## Excerpt to read
Unfortunately, in some sort of horrible set of circumstances I can't actually eat any cake because it turns out that at least two people in my office are reading my blog (or it could be that I talk about it 8,000 times a day until their eyes glaze over and they surrender).  At that point, I can assure you that the fact that baby pigs, cows, honeybees etc are being "enslaved" by Corporate America couldn't have been further from my mind.  But, I pull myself over to the side and give myself a little pep talk--"Snap out of it", "Do better" ect... Unfortunately it doesn't work.  I tell myself to "Be Cool."  Apparently, I need to take a class in motivational speaking because it didn't work.

Most people who were trying to avoid the cake would have avoided the area where the cake was located and steered clear of people who were eating the rainbow flavor explosion.  But not me.  First, I walked by the cake, then I basically walked by the cake again, then I pretended like I left my Diet Coke on the table--this required me to--you guessed it walk by the cake again. 
On top of just walking back and forth in front of the cake, I found myself seeking out people to talk to who were eating the cake.  I can't remember who or what we talked about, because I was giving all my energy to the cake.  Just being near people who were happily eating the cake worked for a little while, but then I found that I wanted to be closer to the cake.  So then I walked over to the cake and stood there staring at it.  The "big boss" (who ironically is petite!) actually caught be in a trance like state near the cake and tried to direct me to other parts of the house.  It worked temporarily.

I was able to walk away from the cake, but ended up walking back and forth near another table that had a little morsel of leftover cake.  It was just sitting there taunting me--eat me, taste me...I almost tripped over a chair because I was watching that cake so carefully.  At some point I was hoping that overhead fire sprinklers would turn on and cause a fire-drill like escape so that I could stuff a bite of cake in my mouth during the ensuing chaos.  Since it was a private residence this didn't happen.

To top it all off, I ended up taking a piece of Rainbow Cake home "to freeze."  Any guesses on how that went? 

You got it, I didn't make it past the driveway before I bite of cake ended up in my mouth.  Note to self--avoid cake.  Great...back to day 1.

## Listing
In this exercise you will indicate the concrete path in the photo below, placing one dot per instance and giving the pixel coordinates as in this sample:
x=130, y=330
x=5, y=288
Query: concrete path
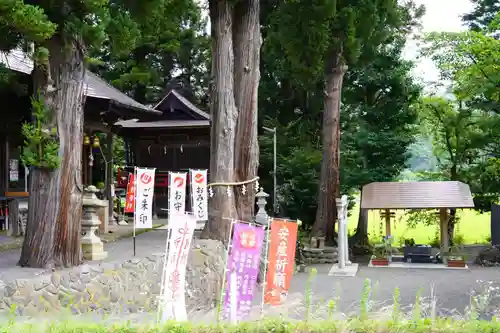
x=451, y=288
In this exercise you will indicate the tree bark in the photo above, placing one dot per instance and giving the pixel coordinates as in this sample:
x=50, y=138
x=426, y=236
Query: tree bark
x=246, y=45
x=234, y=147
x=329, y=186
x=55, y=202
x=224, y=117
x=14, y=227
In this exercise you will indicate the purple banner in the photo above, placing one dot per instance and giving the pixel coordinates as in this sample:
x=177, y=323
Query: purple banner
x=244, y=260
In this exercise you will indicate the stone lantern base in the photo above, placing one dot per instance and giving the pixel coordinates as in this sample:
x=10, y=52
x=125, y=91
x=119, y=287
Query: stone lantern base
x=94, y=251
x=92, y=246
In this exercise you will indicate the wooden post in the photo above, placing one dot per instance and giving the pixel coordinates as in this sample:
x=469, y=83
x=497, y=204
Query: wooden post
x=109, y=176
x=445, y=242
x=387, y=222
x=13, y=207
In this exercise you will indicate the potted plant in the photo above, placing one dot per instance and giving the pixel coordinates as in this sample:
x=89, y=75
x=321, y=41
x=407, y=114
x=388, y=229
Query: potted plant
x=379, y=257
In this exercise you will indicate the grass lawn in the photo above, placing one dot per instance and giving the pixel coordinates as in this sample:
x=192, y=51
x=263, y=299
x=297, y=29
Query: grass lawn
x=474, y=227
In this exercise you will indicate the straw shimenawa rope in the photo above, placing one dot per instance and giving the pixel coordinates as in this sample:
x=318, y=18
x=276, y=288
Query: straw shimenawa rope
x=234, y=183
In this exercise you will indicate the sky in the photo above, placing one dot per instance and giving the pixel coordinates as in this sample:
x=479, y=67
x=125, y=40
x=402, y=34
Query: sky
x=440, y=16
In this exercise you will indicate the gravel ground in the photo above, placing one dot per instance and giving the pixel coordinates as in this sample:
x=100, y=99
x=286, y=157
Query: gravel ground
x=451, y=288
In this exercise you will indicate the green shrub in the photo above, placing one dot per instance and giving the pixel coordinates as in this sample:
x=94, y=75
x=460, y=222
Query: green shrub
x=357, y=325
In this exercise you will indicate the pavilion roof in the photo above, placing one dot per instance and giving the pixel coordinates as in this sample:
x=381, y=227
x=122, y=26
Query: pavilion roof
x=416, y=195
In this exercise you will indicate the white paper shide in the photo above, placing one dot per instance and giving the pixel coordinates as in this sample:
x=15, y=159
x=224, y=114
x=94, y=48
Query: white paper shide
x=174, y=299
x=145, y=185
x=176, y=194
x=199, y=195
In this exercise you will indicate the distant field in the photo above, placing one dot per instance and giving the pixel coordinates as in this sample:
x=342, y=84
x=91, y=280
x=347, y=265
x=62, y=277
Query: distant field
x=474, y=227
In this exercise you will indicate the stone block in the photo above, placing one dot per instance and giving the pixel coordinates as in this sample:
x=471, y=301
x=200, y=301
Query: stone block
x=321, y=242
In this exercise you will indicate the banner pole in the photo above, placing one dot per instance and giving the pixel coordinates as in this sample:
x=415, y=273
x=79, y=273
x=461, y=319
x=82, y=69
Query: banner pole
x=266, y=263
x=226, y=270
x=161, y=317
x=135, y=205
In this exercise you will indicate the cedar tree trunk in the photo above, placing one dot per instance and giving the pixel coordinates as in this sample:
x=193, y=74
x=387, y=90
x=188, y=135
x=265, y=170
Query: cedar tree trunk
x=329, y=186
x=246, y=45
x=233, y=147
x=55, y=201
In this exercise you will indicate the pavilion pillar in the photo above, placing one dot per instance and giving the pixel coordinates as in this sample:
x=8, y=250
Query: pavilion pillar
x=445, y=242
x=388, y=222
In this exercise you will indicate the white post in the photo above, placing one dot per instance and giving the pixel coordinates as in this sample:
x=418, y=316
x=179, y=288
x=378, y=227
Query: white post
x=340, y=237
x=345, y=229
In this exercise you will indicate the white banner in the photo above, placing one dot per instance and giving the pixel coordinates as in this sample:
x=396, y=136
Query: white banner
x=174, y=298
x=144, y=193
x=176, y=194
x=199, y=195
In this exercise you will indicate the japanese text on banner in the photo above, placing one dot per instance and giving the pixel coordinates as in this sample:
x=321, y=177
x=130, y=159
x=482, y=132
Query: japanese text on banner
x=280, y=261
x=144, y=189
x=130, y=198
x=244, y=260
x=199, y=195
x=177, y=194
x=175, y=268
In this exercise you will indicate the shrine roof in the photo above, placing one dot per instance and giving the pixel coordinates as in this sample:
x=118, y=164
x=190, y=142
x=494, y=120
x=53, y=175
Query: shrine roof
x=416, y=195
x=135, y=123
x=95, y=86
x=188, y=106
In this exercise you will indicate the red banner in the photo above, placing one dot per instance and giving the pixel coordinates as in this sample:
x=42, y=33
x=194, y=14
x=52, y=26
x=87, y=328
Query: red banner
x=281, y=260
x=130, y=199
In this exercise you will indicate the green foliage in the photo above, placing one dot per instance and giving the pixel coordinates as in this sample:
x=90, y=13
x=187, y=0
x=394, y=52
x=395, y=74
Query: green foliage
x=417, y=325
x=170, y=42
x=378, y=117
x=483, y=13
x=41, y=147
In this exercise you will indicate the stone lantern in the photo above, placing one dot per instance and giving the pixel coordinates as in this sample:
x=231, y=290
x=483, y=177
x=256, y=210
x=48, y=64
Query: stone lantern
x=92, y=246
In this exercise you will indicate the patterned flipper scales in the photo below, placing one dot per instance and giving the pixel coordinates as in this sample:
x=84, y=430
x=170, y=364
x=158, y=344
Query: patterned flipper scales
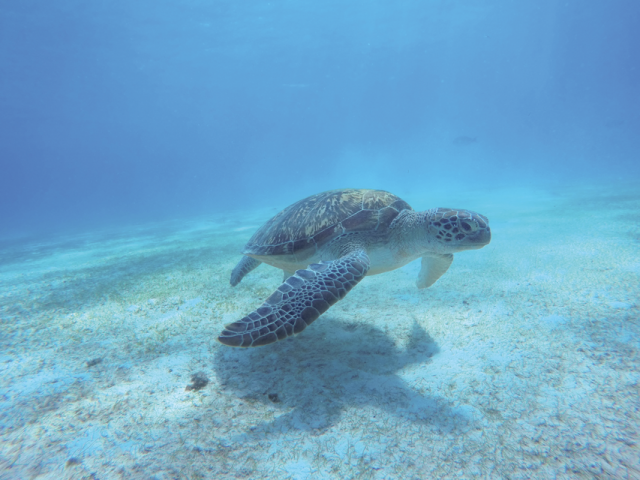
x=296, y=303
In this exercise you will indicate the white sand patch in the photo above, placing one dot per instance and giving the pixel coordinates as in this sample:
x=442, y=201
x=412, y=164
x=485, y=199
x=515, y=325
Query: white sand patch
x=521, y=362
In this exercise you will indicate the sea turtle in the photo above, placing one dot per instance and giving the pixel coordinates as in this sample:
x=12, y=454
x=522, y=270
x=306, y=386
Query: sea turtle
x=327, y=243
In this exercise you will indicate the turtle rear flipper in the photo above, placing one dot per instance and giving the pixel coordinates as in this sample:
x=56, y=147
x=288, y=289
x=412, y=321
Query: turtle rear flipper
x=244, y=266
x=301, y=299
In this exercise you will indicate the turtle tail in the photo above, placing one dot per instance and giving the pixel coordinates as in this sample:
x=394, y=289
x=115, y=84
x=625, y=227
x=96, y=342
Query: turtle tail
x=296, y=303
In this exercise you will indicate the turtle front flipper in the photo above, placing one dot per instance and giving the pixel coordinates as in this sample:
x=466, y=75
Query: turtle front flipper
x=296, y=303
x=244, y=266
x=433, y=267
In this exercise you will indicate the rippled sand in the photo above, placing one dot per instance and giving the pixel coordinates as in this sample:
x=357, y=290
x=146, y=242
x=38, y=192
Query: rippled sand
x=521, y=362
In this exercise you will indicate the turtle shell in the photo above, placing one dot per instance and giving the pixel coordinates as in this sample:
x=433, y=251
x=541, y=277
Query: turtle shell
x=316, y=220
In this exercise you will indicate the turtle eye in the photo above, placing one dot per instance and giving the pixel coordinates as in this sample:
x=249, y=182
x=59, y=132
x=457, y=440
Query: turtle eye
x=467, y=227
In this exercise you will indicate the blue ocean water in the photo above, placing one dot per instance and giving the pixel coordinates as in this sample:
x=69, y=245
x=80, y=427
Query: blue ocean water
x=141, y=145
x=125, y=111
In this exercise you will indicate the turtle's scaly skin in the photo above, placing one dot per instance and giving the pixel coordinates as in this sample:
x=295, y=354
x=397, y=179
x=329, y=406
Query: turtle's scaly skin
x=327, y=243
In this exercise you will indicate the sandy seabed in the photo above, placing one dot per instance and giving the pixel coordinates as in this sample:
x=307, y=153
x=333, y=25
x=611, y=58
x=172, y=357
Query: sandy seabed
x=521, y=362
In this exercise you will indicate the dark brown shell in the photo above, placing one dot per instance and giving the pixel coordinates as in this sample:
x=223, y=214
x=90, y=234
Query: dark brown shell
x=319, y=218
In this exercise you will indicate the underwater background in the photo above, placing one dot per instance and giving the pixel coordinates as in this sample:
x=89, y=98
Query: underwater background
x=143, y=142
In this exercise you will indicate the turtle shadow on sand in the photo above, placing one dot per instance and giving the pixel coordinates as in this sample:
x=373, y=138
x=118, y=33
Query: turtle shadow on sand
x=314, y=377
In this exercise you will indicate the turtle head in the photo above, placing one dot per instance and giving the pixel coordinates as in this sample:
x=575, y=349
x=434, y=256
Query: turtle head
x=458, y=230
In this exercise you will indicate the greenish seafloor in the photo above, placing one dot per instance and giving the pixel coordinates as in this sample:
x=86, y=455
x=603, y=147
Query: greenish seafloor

## Goals
(A) In the passage about avoiding cake, what drink did the writer pretend to have left on the table?
(B) Quote the part of the passage about avoiding cake that begins at "Unfortunately, in some" and stops after "it didn't work.".

## Responses
(A) A Diet Coke.

(B)
Unfortunately, in some sort of horrible set of circumstances I can't actually eat any cake because it turns out that at least two people in my office are reading my blog (or it could be that I talk about it 8,000 times a day until their eyes glaze over and they surrender).  At that point, I can assure you that the fact that baby pigs, cows, honeybees etc are being "enslaved" by Corporate America couldn't have been further from my mind.  But, I pull myself over to the side and give myself a little pep talk--"Snap out of it", "Do better" ect... Unfortunately it doesn't work.  I tell myself to "Be Cool."  Apparently, I need to take a class in motivational speaking because it didn't work.